%%
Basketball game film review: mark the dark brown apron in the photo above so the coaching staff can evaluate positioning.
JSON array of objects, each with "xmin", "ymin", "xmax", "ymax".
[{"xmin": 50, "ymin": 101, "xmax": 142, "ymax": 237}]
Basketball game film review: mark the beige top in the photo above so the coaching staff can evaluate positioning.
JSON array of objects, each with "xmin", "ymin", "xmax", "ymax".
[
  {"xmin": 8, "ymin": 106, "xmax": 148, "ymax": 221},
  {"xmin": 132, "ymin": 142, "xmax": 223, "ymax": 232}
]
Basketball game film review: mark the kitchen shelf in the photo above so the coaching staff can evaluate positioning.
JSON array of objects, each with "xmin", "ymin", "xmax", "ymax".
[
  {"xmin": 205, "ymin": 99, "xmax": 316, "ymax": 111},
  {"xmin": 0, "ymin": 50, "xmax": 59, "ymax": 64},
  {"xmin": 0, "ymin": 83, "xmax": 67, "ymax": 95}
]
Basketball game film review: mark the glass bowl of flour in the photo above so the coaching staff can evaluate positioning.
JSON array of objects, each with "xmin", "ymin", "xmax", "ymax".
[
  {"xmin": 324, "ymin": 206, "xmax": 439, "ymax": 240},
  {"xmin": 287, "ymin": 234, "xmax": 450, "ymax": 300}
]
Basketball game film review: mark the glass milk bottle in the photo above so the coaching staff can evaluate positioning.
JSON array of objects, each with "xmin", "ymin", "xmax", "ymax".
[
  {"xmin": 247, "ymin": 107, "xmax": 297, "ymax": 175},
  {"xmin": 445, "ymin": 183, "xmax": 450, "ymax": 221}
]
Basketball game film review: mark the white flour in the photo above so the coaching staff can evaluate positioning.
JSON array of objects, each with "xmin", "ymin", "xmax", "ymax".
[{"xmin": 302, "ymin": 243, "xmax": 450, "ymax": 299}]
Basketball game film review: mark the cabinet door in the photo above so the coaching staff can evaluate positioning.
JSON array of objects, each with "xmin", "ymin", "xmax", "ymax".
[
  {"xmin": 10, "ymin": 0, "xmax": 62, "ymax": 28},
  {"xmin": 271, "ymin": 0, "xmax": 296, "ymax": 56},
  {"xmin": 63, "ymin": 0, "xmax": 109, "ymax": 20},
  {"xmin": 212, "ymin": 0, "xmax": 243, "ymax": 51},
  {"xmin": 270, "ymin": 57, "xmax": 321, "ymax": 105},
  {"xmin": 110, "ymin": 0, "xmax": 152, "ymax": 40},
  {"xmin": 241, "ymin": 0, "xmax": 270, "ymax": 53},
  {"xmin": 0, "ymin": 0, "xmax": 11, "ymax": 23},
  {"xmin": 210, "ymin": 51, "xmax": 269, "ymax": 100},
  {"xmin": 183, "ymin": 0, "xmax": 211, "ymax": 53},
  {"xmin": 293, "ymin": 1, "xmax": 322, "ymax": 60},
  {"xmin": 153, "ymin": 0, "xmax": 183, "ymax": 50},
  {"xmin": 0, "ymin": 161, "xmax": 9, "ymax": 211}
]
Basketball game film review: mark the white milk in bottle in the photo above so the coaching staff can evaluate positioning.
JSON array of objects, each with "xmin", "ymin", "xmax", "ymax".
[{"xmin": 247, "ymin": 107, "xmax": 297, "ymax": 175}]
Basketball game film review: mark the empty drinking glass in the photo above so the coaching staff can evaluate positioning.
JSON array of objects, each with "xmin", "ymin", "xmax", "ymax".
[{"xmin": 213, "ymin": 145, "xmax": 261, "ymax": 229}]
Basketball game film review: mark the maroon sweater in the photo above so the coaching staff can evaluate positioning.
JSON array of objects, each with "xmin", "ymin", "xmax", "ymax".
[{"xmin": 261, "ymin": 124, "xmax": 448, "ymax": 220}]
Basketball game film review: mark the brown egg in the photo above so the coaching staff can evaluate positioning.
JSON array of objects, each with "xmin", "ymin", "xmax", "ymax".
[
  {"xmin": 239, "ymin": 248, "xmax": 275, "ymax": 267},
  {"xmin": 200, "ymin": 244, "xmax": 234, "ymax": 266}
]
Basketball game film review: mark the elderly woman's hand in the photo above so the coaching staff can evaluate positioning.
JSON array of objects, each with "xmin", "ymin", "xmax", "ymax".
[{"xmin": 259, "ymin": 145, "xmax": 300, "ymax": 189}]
%%
**TASK DETAILS:**
Rewrite the stretch of items above from the line containing "Basketball game film review: mark the elderly" through the end of the items, in full, shifting every bounding-box coordinate in the answers up by 25.

**TASK RESPONSE:**
Basketball game film review: mark the elderly woman's hand in the photo above so the coaching staff can evaluate positioning.
JSON array of objects, each with "xmin", "ymin", "xmax", "ymax".
[{"xmin": 284, "ymin": 170, "xmax": 325, "ymax": 214}]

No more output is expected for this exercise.